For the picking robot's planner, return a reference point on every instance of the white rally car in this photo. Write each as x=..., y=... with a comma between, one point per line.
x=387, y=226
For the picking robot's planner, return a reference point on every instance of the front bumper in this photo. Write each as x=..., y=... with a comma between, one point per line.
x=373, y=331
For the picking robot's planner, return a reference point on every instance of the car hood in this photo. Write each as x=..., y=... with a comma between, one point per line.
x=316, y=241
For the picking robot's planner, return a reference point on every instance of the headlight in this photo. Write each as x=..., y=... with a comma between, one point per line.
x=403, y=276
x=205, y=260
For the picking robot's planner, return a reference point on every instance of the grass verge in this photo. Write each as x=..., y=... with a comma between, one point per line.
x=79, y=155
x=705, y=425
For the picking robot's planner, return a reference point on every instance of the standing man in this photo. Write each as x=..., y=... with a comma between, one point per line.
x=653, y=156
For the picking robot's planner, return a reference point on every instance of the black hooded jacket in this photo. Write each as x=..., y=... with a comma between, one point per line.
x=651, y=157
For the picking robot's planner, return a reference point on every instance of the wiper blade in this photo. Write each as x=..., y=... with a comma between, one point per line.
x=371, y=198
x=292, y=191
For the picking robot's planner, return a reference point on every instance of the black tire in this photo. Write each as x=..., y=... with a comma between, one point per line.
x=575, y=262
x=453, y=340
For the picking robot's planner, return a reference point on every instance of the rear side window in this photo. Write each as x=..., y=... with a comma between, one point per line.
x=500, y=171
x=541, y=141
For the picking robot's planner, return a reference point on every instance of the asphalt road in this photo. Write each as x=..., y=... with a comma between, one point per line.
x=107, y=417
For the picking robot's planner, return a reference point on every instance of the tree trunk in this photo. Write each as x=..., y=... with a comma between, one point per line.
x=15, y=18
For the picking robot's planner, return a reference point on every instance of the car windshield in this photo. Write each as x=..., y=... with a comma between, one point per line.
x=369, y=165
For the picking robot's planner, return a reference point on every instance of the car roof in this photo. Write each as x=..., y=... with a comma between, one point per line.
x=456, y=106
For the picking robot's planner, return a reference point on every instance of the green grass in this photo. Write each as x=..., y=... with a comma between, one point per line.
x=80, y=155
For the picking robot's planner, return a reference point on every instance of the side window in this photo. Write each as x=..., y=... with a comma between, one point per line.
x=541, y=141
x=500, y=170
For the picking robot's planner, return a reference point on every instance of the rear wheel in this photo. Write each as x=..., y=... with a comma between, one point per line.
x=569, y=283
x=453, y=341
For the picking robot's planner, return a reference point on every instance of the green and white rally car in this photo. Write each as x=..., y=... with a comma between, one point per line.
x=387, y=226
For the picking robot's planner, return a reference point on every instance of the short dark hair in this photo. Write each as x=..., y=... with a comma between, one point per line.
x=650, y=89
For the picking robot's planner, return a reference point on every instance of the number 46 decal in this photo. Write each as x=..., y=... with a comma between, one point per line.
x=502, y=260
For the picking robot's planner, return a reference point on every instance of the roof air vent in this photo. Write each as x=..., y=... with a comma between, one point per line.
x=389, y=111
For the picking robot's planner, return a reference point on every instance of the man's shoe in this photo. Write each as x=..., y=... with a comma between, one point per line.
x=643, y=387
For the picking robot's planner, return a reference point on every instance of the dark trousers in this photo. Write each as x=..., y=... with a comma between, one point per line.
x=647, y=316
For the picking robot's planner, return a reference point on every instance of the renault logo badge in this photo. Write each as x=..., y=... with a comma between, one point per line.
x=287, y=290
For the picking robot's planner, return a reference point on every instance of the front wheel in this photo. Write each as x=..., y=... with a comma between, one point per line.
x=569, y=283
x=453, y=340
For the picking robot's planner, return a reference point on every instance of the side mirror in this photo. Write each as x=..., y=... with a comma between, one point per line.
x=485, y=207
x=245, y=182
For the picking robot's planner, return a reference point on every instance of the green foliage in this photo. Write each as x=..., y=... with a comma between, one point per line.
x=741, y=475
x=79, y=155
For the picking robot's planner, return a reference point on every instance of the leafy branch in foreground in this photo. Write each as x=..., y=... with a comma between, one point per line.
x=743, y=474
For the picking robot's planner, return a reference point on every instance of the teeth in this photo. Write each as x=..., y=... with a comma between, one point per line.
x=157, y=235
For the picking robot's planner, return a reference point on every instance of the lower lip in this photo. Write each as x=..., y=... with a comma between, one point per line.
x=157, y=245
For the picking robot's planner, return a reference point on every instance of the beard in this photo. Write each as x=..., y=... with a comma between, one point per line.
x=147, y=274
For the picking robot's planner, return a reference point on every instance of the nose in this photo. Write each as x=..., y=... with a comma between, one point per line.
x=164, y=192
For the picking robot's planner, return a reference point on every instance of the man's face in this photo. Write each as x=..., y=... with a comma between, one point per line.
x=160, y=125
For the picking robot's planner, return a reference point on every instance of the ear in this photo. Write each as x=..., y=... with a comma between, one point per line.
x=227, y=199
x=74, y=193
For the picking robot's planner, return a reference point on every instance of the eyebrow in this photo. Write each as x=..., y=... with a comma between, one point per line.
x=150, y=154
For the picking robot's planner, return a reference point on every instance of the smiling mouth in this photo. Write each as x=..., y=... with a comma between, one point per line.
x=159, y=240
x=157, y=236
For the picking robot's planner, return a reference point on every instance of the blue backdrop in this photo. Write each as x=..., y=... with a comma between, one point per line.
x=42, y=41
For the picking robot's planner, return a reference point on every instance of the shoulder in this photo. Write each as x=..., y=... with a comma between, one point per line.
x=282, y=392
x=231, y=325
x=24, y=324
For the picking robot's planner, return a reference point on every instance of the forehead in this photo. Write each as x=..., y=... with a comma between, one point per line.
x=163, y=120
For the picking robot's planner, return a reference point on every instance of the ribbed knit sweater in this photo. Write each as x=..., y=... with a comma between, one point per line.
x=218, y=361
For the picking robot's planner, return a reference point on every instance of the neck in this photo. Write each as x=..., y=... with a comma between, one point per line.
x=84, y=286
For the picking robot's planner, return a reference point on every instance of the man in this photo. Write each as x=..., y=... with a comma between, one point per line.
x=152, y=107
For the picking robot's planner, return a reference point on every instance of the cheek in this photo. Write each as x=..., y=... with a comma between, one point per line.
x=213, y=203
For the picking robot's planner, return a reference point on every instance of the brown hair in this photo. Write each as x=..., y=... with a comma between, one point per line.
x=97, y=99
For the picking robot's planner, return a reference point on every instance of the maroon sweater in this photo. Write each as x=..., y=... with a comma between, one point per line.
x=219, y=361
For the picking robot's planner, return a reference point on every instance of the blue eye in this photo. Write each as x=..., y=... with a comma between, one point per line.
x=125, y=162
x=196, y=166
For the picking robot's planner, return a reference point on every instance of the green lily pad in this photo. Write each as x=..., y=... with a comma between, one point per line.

▶ [TASK DIRECTIONS]:
Rewrite the listing above with every "reference point" swapped for "grasp point", keeping everything else as it is.

▶ [EXPECTED ANSWER]:
For the picking robot's planner, return a grasp point on every instance of the white rally car in this photo. Write each as x=..., y=... with a comma between, one point per line.
x=387, y=226
For the picking robot's planner, return a grasp point on every instance of the front bumper in this photo. Write each as x=..., y=... with a comma between, one point per line.
x=373, y=331
For the picking robot's planner, return a grasp point on every instance of the car hood in this photo. Write each as x=..., y=... with a comma between, one point per line.
x=316, y=241
For the picking robot's planner, return a grasp point on every instance of the headlight in this photo. Write each as x=..., y=... with a comma between, one point per line.
x=403, y=276
x=205, y=260
For the picking robot's planner, return a grasp point on every instance of the grass verge in this photo. Write each as x=..., y=... with a comma between, one point per line.
x=79, y=155
x=705, y=425
For the picking robot's planner, return a grasp point on every instance of the standing man in this photo. Write each as x=..., y=... with a comma between, one point per line.
x=653, y=156
For the picking robot's planner, return a grasp point on every instance of the black hooded jacket in this photo. Write each as x=..., y=... with a comma between, one point per line.
x=651, y=157
For the picking robot's planner, return a grasp point on every instance of the wiper blade in this photo. Write each as x=..., y=... with a comma between, one point per line.
x=371, y=198
x=292, y=191
For the picking robot's planner, return a grasp point on every instance of the black tire in this photo. Write each as x=..., y=... with a comma between, one point per line.
x=575, y=262
x=453, y=340
For the picking robot's planner, return a grasp point on every instance of the rear side window in this photo. Write each as x=..., y=... with a comma between, one point per line.
x=500, y=171
x=541, y=141
For the picking robot's planner, return a grasp point on every instance of the asphalt road in this photo. Write each as x=..., y=... with a comma between, one point per line.
x=107, y=417
For the picking robot's planner, return a grasp point on every instance of the tree trunk in this photo. Write each as x=..., y=... with a comma between, one point per line.
x=15, y=18
For the picking robot's planner, return a grasp point on every instance of the car windshield in this photo. Write each as x=..., y=... with a comma between, one point per line.
x=369, y=165
For the picking robot's planner, return a grasp point on every instance of the car roof in this photo. Write each as x=..., y=... with a comma between, one point per line.
x=456, y=106
For the picking robot's planner, return a grasp point on every instance of the green grass in this photo. Write each as x=..., y=... with a comma between, one point per line.
x=80, y=155
For the picking robot's planner, return a grasp point on every instance of the side window in this photo. Write each as x=..., y=... with a comma between, one point per line.
x=541, y=141
x=500, y=170
For the picking robot's planner, return a grasp point on every instance of the rear wheel in this photo. Write each as x=..., y=... with a comma between, one point per line.
x=569, y=283
x=453, y=341
For the picking robot's planner, return a grasp point on every instance of the green and white rally car in this photo. Write each as x=..., y=... with a comma between, one point per line.
x=387, y=226
For the picking robot's planner, return a grasp point on every instance of the short dark hair in this photo. Write each as x=..., y=... with a comma between, one point per line.
x=650, y=89
For the picking robot's planner, return a grasp point on every instance of the number 46 decal in this photo. Write each as x=..., y=... with a comma between, one point per line.
x=502, y=260
For the picking robot's planner, return a grasp point on every instance of the roof air vent in this photo. Write each as x=..., y=... with a comma between, one point per line.
x=389, y=111
For the picking robot's planner, return a grasp point on every instance of the man's shoe in this photo. Write each as x=..., y=... with a comma between, one point per line.
x=643, y=387
For the picking robot's planner, return a grasp point on every instance of the dark trousers in this photo. Write each as x=..., y=... with a comma between, one point per line.
x=647, y=316
For the picking robot's planner, return a grasp point on every instance of the renault logo badge in this photo. Write each as x=..., y=... with a comma between, one point per line.
x=287, y=290
For the picking robot's planner, return a grasp point on every instance of the front wheel in this photo. Write each as x=..., y=... with a comma between, one point per line.
x=569, y=283
x=453, y=340
For the picking robot's planner, return a grasp point on every instance of the side mirror in this photo. Write each as x=..., y=... with a comma between, one point per line.
x=485, y=207
x=245, y=182
For the picking robot's planner, return a grasp point on every instance of the green foliage in this photo. Write each as x=..., y=... with a comma between, one point per line.
x=741, y=475
x=79, y=155
For the picking robot's planner, return a grasp point on every instance of the leafy branch in foreground in this photo. Write each as x=..., y=... with a comma between, one point per line.
x=743, y=474
For the picking robot's planner, return a grasp point on every instance of the teeth in this photo. Write each as x=..., y=... with a comma between, one point per line.
x=157, y=235
For the picking robot's planner, return a grasp point on every instance of the lower lip in this photo. Write each as x=..., y=... with a comma between, one point per line.
x=157, y=245
For the picking robot's planner, return a grasp point on every instance of the beard in this photo. Write each as x=..., y=... with a comma between, one point per line.
x=147, y=274
For the picking robot's planner, return a grasp point on every instance of the nose in this photo. Write each as x=..., y=... with a comma between, one point per line.
x=164, y=192
For the picking robot's planner, return a grasp point on every instance of the man's face in this photo. Write each as x=..., y=... with a comma between, one point per line.
x=160, y=125
For the picking robot's planner, return a grasp point on every instance of the ear in this photo. Write each as x=..., y=... with a comma between, one point per line.
x=227, y=199
x=74, y=193
For the picking robot's planner, return a grasp point on every instance of the eyebrow in this photo. Write each as x=..., y=... with a comma between, one point per line.
x=150, y=154
For the picking robot's planner, return a grasp point on every instance of the smiling mouth in this photo. Write each as x=..., y=... with a comma between, one point per line.
x=159, y=240
x=157, y=236
For the picking robot's planner, return a grasp point on every instance of the blue backdrop in this photo. Write each as x=..., y=... with a comma between, one point per line.
x=42, y=41
For the picking robot's planner, return a grasp point on every instance of the shoulder in this photo. Write each as x=..., y=... with a comma between, one point per line.
x=282, y=392
x=231, y=325
x=24, y=324
For the picking robot's planner, return a grasp point on every instance of the forehead in this photo. Write each as x=..., y=... with a comma between, one point per line.
x=163, y=120
For the picking robot's planner, return a grasp point on every instance of the ribbed knit sweater in this photo. Write each as x=..., y=... with a comma between, one point per line.
x=218, y=361
For the picking robot's planner, return a grasp point on every instance of the neck in this photo. Write each as x=..., y=... with a comma between, one point per line.
x=84, y=286
For the picking robot's planner, return a grasp point on every instance of the man in this photo. Write each as x=..., y=... with a comma between, one point per line.
x=152, y=107
For the picking robot's planner, return a grasp point on every instance of the cheek in this photo. Write each as x=..., y=... with a comma between, one point per line.
x=213, y=203
For the picking robot's planner, return a grasp point on every instance of the brown hair in this photo. Write each as x=..., y=... with a comma between, one point per line.
x=97, y=99
For the picking robot's planner, return a grasp point on every instance of the maroon sweater in this photo. Write each as x=..., y=... with a comma between, one point per line.
x=219, y=361
For the picking robot's planner, return a grasp point on every instance of the blue eye in this photo. Write each as x=..., y=... with a comma between, one point per line.
x=125, y=162
x=196, y=166
For the picking robot's planner, return a grasp point on every instance of the green lily pad in this photo. Write each as x=..., y=... with a comma between, one point per line.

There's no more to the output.